Selected extract
§ §

Thin Lizzy left Ireland after an afternoon gig on 3 January 1971 at the Afton Club in Dundalk, to start recording their first album in London's Decca Studios. On their way to London, Lynott met John Peel and introduced Thin Lizzy to him; within ten months Peel would be booking the group for a session on his Radio 1 show, on 12 October 1971. The band booked a guesthouse in Sussex Gardens in which to stay during the first album recording. The work began on the Monday morning and was done on Friday evening. Brian Downey says: "We got up at nine in the morning, [went] into the studio, played from about ten or half ten to eight or nine, then clocked off and went back to the guesthouse. Then we did it again, for the whole week". According to manager Brian Tuite, while working with producer Scott English, Lynott had a fight with him about the bass sound: "Philip fell out a bit with him because Scott wanted to turn down the bass. It got to the stage where I was up in the control room and Scott would say, 'Go down and tell the bass player to turn down.' He wouldn’t use the [talkback] mike because Phil wouldn't do it anyway. So I'd say to Philip, 'The Bearded One wants you to turn down the bass,' and he'd say, 'Tell that fucking Yank to piss off.' He knew full well the mike would be open."

Eric Bell explained that the band was stoned during the whole process of recording and that he doesn't remember anything from the sessions but he remembers Scott English's accompaniment with band of giving them bags of weed: "We were permanently stoned. Scott English was this jovial American guy, a nice big bloke. He had this enormous bag of grass in one of the drawers in the studio. He brought it out, threw it on the table and said, 'Help yourselves, boys!' That was it. I can’t actually remember recording the first album. I didn’t know anything until the end of the record, it was just a haze. Smoking a bit of dope and playing music went hand-in-hand for us. We were just that type of band at that point in time. It seemed to work for us, we got ideas. There was a lot of things on that album that were completely ad-libbed."

==Reception==

Eduardo Rivadavia, in a retrospective review for AllMusic, described the album as "surprisingly mellow" and wrote that a number of songs sound "confused and unfinished". However, he did describe "Look What the Wind Blew In" as a "hint of things to come", and that the bonus track "Dublin" from the "New Day" EP contained "Lynott's first great lyric". Canadian journalist Martin Popoff appreciated the experimental flavour of the album "drawing mainly from bluesy non-metal influences" and found the compositions "astonishingly well written, very Irish, very heart-felt".

§ §

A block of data
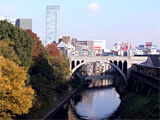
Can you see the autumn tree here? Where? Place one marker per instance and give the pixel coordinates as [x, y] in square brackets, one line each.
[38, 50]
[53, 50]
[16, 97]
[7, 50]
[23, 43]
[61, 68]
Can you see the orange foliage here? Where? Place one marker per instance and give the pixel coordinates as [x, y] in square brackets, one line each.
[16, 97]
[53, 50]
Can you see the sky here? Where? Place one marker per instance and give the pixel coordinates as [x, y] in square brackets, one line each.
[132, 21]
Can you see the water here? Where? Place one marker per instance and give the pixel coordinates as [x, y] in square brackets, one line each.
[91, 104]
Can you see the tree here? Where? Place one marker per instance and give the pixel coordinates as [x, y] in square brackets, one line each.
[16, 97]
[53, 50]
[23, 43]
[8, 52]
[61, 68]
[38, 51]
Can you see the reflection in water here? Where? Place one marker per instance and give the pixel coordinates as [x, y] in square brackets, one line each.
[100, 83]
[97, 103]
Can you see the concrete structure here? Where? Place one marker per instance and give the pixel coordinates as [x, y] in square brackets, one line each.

§ §

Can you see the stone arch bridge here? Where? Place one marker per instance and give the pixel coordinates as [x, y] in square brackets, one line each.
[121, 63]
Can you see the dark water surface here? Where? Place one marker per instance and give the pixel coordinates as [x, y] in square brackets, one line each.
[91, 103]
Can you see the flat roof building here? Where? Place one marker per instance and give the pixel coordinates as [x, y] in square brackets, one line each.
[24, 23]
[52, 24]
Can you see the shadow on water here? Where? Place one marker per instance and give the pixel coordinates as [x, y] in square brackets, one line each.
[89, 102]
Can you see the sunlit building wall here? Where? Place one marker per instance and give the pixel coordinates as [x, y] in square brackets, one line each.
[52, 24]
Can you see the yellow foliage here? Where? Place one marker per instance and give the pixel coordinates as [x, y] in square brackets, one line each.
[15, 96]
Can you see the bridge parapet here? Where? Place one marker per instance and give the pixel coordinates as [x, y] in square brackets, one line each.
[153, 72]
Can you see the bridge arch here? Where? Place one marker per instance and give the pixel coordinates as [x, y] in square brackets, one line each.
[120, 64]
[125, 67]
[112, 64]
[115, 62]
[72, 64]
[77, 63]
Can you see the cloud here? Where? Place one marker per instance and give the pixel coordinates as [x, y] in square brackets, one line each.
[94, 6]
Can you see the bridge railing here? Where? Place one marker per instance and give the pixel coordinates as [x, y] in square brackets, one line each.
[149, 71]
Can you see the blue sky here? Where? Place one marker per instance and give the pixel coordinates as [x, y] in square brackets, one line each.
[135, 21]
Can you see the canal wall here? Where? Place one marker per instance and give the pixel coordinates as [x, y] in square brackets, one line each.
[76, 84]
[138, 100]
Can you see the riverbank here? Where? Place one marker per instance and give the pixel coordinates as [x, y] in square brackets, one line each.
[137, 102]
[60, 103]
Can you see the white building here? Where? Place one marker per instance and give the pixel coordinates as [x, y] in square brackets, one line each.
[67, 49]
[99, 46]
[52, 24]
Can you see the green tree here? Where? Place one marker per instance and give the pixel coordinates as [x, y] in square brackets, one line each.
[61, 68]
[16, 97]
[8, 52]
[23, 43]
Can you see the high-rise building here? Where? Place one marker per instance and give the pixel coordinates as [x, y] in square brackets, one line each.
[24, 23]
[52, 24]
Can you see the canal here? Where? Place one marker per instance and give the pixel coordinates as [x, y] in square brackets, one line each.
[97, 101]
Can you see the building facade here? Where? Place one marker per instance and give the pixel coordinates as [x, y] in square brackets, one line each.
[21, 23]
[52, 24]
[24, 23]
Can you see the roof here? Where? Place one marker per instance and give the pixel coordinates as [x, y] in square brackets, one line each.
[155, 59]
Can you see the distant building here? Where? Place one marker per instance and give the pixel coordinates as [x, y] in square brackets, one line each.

§ §

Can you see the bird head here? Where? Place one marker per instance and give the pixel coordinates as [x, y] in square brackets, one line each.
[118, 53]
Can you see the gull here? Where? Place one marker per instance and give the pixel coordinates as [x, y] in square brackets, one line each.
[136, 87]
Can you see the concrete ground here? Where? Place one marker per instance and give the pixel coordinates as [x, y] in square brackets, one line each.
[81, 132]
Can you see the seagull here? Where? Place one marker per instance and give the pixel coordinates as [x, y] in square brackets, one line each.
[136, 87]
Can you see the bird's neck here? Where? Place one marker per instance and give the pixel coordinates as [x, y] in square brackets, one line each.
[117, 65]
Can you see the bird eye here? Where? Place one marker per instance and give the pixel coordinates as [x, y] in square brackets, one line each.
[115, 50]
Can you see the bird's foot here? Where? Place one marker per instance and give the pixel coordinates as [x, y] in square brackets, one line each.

§ §

Directives
**A)** Name every person mentioned in the passage on Thin Lizzy's first album, in the order they first appear.
**B)** Extend the passage on Thin Lizzy's first album, picking up after its final sentence.

Expected outputs
**A)** Philip Lynott, John Peel, Brian Downey, Brian Tuite, Scott English, Eric Bell, Eduardo Rivadavia, Martin Popoff

**B)**
Professional ratings
Review scores
| Source | Rating |
| AllMusic | Star |
| Collector's Guide to Heavy Metal | 8/10 |

==Artwork==
According to Decca's record sleeve co-ordinator, John Slater, Phil Lynott came to his office to discuss ideas for the album cover and to explain his ideas: "His first notion was for a burning hand coming out of a freshly dug grave! He wasn't interested in doing it with a cartoon twist, it had to be real life." They decided upon an American automobile theme, but failed to find the right car, so eventually chose a fish-eye photograph of the headlight of "a Vauxhall Victor or something like that." Lack of communication between Decca and Thin Lizzy resulted in the album cover initially having the wrong spelling of the band's name, showing 'Tin Lizzy'.

Philip Tapsfield of the Decca Art Department recalls: "One of our in-house artists, David Ansty, designed their sleeve. He actually did the sleeve with the name 'Tin Lizzy' instead of 'Thin Lizzy'." Decca tried to convince the band to change their name instead of designing the cover again, but the band's refusal resulted in the postponement of the album release for a week, while the artwork was being corrected. The band's manager Ted Carroll has also stated that another designer, Walt McGuire from Decca American, designed different artwork for the US release, which is now a collector's item. The US album cover shows a mini cartoon model of a Ford Model T car (aka Tin Lizzie) driving over a naked female hip, while the back sleeve features various band photos including a fish-eye shot taken in Dublin in autumn 1970, by photographer Roy Esmonde, along with some shots taken in the studio.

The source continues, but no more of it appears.